■ WORK INSTRUCTIONS: Pull out every line of the items below that contains the word "balcony", and copy each one. Case counts.

++++++++++

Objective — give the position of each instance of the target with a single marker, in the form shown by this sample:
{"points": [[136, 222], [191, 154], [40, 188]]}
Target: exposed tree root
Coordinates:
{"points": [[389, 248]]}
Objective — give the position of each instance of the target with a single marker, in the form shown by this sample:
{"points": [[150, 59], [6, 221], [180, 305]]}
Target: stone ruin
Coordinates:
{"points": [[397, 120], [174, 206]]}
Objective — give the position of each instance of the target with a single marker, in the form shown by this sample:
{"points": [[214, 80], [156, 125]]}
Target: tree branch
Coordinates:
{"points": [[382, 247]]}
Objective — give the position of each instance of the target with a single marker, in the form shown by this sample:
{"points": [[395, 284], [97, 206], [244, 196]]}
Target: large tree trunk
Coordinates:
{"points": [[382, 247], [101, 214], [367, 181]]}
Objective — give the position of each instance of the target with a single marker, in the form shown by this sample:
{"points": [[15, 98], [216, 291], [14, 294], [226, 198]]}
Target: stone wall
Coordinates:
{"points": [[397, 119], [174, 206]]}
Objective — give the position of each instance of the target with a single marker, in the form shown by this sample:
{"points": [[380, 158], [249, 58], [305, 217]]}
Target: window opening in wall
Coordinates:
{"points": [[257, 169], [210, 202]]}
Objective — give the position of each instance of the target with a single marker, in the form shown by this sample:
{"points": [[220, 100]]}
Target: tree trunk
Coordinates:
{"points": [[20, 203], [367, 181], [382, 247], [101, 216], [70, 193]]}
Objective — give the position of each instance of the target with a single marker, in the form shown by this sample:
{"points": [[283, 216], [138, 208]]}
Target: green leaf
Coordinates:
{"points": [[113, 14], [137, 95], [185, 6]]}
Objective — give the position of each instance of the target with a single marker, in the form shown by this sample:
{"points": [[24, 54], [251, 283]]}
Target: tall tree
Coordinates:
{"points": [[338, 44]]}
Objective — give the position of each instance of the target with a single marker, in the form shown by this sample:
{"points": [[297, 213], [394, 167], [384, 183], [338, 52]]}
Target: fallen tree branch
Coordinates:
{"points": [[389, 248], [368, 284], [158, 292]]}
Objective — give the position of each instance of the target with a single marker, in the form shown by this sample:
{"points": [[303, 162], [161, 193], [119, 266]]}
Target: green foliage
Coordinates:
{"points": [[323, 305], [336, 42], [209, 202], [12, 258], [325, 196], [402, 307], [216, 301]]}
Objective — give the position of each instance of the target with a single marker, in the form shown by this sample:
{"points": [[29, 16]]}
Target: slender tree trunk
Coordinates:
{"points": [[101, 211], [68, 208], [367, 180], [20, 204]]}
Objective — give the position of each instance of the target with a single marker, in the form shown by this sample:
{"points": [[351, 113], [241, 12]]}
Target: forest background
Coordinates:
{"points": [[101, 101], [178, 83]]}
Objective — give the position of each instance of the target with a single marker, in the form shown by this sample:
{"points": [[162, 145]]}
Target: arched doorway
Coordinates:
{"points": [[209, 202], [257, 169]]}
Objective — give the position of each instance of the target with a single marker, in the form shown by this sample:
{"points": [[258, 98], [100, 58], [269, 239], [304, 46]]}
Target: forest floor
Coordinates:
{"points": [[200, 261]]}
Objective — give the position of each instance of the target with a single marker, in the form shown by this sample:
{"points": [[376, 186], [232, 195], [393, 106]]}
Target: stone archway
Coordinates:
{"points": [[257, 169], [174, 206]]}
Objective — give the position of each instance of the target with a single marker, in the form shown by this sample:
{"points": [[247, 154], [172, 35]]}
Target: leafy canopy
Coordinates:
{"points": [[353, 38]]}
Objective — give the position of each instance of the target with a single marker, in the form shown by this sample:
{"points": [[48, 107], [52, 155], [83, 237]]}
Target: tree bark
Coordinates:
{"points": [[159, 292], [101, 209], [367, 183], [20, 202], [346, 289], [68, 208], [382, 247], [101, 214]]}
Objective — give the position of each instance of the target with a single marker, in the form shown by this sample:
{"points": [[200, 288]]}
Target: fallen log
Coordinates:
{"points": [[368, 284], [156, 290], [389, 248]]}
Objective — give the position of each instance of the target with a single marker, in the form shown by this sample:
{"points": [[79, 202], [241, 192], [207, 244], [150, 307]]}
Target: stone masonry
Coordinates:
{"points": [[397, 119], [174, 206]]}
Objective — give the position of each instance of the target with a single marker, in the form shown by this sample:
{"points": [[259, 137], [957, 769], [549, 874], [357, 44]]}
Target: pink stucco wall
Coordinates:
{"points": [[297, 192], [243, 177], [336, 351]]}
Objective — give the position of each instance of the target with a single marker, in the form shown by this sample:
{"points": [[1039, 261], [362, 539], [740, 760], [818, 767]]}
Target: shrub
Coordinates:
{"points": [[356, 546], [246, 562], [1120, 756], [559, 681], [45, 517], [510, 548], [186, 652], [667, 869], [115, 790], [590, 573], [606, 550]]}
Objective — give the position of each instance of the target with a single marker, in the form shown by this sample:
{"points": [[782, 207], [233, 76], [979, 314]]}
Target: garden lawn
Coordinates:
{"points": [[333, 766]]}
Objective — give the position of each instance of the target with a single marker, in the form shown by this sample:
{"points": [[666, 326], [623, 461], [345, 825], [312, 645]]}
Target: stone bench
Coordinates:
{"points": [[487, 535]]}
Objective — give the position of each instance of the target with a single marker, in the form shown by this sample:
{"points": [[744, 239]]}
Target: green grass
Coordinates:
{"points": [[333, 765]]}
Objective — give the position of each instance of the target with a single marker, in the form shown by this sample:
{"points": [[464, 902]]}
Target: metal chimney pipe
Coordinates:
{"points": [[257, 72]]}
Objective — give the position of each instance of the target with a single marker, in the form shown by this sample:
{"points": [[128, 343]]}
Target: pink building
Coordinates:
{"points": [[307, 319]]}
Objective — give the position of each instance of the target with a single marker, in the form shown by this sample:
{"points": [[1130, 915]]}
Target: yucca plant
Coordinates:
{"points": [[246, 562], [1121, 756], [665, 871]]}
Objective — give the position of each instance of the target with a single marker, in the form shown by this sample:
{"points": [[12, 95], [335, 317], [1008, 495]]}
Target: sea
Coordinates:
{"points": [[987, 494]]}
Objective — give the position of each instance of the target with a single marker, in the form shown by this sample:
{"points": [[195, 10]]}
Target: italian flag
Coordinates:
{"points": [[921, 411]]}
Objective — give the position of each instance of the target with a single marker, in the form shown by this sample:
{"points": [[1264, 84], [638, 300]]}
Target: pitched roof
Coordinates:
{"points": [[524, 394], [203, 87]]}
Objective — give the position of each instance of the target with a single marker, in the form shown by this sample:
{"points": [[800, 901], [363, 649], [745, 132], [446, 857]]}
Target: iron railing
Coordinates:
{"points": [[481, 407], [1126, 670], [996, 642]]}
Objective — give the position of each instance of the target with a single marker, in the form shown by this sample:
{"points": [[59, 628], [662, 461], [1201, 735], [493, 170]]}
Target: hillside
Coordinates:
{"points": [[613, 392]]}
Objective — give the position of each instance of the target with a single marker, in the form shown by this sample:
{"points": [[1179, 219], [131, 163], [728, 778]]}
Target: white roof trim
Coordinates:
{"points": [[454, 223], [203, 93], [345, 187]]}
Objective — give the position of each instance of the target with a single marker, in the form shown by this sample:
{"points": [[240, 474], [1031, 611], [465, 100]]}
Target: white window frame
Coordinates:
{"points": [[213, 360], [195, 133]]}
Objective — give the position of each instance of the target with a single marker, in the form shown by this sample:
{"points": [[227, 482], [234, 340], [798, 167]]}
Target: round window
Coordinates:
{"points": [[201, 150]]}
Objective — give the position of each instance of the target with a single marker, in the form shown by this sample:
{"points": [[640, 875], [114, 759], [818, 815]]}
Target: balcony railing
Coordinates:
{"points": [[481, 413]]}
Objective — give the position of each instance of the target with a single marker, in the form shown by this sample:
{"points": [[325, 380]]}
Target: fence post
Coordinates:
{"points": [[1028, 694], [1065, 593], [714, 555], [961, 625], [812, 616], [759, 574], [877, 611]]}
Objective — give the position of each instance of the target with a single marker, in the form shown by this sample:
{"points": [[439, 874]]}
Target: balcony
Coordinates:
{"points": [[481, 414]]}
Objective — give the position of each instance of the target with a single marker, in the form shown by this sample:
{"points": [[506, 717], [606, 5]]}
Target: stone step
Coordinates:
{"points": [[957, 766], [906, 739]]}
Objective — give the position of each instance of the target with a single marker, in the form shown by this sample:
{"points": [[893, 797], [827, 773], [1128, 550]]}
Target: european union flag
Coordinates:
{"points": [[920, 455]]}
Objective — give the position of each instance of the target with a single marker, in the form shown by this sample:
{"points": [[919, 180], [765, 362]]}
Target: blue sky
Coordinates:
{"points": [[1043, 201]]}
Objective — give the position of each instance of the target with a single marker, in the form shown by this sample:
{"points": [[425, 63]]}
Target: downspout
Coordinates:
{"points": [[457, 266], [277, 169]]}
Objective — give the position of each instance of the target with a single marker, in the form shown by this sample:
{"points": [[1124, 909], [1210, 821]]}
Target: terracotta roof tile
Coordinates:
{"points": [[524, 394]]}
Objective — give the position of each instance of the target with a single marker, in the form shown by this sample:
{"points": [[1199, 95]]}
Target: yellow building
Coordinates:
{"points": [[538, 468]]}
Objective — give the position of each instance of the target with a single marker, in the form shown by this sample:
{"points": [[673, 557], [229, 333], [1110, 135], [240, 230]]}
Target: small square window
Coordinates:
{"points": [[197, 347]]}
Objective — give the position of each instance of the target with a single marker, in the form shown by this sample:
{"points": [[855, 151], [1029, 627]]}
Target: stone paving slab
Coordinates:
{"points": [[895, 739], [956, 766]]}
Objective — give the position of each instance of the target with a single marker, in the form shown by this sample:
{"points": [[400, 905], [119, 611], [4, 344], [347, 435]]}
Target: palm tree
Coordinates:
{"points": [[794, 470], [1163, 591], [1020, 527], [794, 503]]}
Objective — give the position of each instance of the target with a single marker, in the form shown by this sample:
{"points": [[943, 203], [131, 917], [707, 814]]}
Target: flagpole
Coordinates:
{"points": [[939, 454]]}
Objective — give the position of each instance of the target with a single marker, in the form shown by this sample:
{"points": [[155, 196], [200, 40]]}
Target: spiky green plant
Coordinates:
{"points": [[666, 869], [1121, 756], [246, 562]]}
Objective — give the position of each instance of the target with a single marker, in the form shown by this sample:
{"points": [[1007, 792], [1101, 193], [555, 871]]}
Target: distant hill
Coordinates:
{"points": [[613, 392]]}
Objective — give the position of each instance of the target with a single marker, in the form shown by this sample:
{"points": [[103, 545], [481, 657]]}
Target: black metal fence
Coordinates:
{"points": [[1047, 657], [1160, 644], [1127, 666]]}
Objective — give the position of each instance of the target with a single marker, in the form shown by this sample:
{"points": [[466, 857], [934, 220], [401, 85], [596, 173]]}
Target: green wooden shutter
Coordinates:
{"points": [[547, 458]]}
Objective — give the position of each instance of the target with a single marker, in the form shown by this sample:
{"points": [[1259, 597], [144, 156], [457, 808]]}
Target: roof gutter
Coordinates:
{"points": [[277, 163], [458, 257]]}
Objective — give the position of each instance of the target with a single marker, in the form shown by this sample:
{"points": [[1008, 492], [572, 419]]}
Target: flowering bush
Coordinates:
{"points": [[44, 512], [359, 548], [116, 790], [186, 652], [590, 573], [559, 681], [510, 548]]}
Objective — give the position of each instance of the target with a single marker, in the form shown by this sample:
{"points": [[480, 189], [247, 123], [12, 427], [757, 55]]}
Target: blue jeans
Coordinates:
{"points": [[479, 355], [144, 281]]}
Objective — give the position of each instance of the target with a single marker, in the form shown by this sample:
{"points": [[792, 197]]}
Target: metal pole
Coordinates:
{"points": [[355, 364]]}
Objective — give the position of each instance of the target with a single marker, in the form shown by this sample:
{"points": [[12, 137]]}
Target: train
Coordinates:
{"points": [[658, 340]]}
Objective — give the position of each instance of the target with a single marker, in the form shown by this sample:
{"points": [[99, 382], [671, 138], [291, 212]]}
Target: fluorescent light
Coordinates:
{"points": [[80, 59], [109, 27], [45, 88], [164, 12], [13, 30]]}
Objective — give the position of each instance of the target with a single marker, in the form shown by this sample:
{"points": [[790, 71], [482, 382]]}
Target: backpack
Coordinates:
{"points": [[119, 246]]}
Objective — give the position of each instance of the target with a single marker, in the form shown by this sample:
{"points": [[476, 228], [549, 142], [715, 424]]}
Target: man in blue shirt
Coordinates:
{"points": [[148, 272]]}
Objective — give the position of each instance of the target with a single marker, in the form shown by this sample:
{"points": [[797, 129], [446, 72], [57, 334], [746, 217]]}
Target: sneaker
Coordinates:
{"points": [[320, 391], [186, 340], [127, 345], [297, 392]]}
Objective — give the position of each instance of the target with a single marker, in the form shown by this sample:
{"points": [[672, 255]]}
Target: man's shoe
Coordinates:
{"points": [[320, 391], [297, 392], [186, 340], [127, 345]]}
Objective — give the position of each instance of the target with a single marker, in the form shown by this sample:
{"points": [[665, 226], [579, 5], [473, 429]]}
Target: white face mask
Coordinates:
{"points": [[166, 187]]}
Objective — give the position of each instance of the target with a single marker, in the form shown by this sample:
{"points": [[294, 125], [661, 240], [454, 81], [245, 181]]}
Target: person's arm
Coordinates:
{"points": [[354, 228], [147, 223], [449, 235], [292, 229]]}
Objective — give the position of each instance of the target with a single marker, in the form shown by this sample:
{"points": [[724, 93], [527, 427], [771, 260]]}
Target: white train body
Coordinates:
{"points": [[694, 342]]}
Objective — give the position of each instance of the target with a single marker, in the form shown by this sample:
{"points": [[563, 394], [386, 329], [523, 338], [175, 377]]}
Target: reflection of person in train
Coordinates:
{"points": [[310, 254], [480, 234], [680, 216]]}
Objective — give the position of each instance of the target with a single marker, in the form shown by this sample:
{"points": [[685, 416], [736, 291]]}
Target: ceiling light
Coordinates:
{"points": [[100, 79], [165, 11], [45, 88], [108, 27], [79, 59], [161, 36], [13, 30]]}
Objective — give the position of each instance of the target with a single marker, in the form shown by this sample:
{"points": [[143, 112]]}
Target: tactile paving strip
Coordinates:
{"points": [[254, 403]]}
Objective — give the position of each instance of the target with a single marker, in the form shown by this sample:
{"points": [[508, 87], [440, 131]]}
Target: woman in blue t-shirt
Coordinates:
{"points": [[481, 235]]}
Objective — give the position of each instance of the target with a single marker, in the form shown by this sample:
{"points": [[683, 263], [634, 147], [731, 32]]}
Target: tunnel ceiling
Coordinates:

++++++++++

■ RESULT:
Target: balcony railing
Target: balcony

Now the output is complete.